- _DIRECTIONS_:
Considering only lines that hold the word "road", report how many there are in the listing below, as a single number.

** Opening TASK DATA block **

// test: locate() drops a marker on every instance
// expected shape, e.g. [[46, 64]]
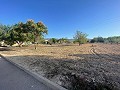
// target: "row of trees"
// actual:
[[23, 32], [33, 32], [115, 39]]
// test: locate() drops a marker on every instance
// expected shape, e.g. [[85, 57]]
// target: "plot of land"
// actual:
[[96, 62]]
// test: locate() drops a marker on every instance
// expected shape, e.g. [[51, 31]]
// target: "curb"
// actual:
[[40, 78]]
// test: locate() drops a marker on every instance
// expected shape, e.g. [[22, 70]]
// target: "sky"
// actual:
[[64, 17]]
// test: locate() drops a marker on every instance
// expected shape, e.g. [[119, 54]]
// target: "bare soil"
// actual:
[[96, 63]]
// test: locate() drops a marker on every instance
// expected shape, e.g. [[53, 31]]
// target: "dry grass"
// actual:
[[97, 62]]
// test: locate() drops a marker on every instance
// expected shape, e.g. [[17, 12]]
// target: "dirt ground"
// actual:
[[94, 62]]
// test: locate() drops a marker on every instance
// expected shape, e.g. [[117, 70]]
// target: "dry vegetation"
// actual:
[[95, 65]]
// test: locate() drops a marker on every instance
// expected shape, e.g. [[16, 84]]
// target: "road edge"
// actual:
[[40, 78]]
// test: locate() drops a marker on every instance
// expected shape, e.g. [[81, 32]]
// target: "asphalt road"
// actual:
[[13, 78]]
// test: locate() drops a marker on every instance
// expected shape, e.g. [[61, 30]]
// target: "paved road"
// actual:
[[13, 78]]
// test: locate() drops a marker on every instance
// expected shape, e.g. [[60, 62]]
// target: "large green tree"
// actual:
[[80, 37], [37, 30]]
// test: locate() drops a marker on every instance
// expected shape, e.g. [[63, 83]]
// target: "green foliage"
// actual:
[[98, 39], [80, 37], [53, 40], [63, 40], [23, 32]]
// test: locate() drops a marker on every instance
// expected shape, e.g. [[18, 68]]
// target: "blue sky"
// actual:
[[64, 17]]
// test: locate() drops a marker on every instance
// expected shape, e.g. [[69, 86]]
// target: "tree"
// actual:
[[80, 37], [36, 29], [53, 41]]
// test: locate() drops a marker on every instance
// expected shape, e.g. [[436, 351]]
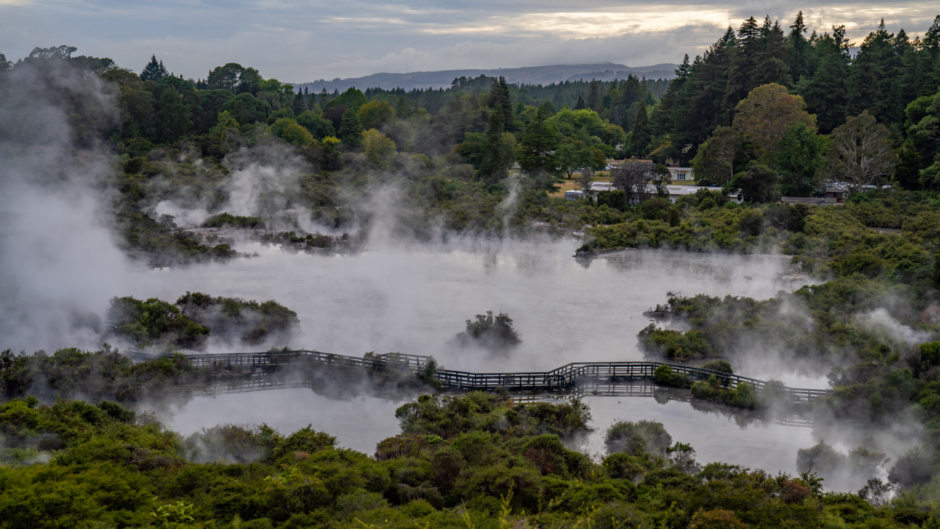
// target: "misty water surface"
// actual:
[[415, 299]]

** Closing TASK DATA block **

- _EXERCISE ANSWER_:
3